**OBJECTIVE:** Reproduce the items word for word, from the first line through the line containing "[(154, 138), (1, 129)]", both included.

(Dataset entries)
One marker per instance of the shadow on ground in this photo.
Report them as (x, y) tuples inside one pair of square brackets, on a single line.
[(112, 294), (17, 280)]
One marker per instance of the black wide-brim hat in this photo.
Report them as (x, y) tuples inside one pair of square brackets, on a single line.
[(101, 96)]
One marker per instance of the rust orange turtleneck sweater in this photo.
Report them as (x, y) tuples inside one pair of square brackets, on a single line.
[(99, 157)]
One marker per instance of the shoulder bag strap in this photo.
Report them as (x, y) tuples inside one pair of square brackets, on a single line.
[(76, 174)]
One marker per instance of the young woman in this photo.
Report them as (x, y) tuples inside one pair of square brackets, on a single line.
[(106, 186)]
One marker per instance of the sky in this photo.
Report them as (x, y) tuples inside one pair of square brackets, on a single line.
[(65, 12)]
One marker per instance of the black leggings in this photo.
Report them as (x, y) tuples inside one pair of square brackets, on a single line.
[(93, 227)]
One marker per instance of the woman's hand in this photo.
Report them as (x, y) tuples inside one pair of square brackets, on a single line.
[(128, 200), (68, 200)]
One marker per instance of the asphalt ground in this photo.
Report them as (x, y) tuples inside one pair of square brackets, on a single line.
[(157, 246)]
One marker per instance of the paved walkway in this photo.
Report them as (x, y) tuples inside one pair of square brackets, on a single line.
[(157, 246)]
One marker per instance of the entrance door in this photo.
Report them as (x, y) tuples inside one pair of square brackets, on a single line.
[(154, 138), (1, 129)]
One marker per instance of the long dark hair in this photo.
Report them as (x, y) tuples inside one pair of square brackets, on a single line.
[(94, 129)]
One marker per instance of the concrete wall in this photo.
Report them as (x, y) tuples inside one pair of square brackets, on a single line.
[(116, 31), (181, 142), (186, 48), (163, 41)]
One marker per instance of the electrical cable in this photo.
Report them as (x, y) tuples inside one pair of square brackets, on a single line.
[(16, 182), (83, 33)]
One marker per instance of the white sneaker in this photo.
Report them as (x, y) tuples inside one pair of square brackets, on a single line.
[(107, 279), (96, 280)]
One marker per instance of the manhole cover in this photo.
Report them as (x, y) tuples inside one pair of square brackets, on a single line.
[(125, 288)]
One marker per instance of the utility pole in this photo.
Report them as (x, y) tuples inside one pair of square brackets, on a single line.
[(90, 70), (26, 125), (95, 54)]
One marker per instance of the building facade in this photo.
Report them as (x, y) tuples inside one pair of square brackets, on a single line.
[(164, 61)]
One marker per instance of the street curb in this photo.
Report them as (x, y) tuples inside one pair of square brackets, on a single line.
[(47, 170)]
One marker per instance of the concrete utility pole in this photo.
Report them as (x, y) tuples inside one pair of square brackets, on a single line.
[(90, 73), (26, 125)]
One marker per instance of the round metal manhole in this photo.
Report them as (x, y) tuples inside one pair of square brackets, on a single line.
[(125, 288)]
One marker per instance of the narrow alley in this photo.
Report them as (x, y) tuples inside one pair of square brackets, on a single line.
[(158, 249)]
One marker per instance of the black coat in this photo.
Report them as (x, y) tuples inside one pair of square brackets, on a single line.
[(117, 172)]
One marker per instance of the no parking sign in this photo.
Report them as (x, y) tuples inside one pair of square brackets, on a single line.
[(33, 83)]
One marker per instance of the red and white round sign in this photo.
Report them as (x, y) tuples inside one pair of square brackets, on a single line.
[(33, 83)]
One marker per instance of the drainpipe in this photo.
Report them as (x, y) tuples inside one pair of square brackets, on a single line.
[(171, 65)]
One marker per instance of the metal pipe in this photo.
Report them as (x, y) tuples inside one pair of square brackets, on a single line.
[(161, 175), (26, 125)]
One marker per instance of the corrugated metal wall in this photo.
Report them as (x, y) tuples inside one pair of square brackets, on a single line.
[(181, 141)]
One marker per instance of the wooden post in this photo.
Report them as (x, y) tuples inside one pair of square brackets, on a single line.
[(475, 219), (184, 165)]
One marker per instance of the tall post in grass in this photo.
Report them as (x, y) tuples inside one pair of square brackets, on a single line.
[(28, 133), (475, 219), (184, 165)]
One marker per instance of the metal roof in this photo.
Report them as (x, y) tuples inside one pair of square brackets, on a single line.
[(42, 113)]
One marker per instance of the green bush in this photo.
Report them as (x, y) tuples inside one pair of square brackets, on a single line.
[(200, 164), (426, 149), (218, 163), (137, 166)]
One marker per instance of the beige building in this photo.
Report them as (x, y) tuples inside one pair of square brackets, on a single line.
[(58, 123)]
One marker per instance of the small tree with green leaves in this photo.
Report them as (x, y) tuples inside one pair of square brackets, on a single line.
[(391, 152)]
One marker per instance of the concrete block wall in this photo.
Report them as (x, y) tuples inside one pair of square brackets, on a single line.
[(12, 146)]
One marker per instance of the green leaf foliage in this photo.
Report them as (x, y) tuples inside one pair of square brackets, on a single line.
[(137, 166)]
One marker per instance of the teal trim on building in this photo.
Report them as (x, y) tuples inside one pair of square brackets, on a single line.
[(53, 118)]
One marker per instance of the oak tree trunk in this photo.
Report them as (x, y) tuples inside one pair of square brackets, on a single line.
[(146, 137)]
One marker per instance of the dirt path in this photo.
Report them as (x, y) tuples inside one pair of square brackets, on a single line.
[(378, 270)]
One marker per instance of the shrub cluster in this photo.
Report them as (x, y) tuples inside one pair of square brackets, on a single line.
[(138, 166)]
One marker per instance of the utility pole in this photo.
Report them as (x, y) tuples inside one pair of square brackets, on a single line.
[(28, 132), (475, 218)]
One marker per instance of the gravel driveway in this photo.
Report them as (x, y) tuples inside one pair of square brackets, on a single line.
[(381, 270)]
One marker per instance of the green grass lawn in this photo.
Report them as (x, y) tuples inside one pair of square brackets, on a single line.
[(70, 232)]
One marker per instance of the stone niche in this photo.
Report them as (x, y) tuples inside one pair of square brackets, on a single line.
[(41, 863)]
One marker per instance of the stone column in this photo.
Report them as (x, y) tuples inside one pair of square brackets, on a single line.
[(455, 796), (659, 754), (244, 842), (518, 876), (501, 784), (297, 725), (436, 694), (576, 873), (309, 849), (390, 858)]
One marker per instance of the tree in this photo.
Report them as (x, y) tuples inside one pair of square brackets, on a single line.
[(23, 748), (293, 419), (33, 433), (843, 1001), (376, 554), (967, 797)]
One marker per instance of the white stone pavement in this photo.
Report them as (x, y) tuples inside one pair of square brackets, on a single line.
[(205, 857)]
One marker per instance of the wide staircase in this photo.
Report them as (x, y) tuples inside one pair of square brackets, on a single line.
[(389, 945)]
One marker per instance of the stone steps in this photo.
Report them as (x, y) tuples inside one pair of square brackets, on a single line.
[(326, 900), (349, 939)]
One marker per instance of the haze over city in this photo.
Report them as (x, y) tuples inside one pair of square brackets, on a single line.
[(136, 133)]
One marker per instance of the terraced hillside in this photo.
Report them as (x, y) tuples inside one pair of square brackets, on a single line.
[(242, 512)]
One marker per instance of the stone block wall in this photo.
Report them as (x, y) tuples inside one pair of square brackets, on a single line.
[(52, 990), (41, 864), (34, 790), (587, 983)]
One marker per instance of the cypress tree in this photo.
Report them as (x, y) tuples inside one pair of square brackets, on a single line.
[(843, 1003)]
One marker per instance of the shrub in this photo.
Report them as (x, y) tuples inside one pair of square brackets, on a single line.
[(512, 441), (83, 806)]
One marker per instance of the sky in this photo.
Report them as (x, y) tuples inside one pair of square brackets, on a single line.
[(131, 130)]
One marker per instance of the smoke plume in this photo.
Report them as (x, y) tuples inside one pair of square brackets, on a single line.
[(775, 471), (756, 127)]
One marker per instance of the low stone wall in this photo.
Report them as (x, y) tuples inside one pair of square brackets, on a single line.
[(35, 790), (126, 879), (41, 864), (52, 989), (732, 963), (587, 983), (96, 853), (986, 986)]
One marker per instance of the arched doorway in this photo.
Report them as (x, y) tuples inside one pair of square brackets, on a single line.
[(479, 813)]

**FULL SOLUTION:**
One marker per instance of the shadow on ground in this photo.
Report them as (x, y) tuples inside one pair of square brackets, on a single line.
[(112, 294), (17, 280)]
One marker per instance of the black wide-brim hat in this photo.
Report them as (x, y) tuples inside one pair of square brackets, on a single line.
[(101, 96)]
One marker per instance of the rust orange turtleneck sweater in this photo.
Report them as (x, y) tuples inside one pair of square brackets, on a single line.
[(99, 157)]
One marker per instance of the shoulder bag strap in this photo.
Report them as (x, y) tuples inside one pair of square brackets, on a single line.
[(76, 174)]
One marker per instance of the young woman in this photo.
Report them as (x, y) tuples inside one pair of square brackets, on a single line.
[(106, 186)]
One marker per instance of the sky in this photo.
Report them as (x, y) tuples inside one pair of square brackets, on a single line.
[(65, 12)]
One marker per instance of the black leggings in this photo.
Report them as (x, y) tuples inside one pair of square brackets, on a single line.
[(93, 227)]
One marker per instance of the woman's hand in this photo.
Report them as (x, y) tuples inside one pair of square brackets, on a single line.
[(128, 200), (68, 200)]
One marker per instance of the asphalt ground in this photo.
Report them as (x, y) tuples inside one pair of square brackets, on a single line.
[(157, 246)]
One marker per instance of the paved walkway in this photo.
Report them as (x, y) tuples inside one pair of square brackets, on a single line.
[(157, 246)]
One marker per instance of the entrance door in this photo.
Report them as (x, y) tuples inside one pair of square brackets, on a single line.
[(154, 138), (1, 129)]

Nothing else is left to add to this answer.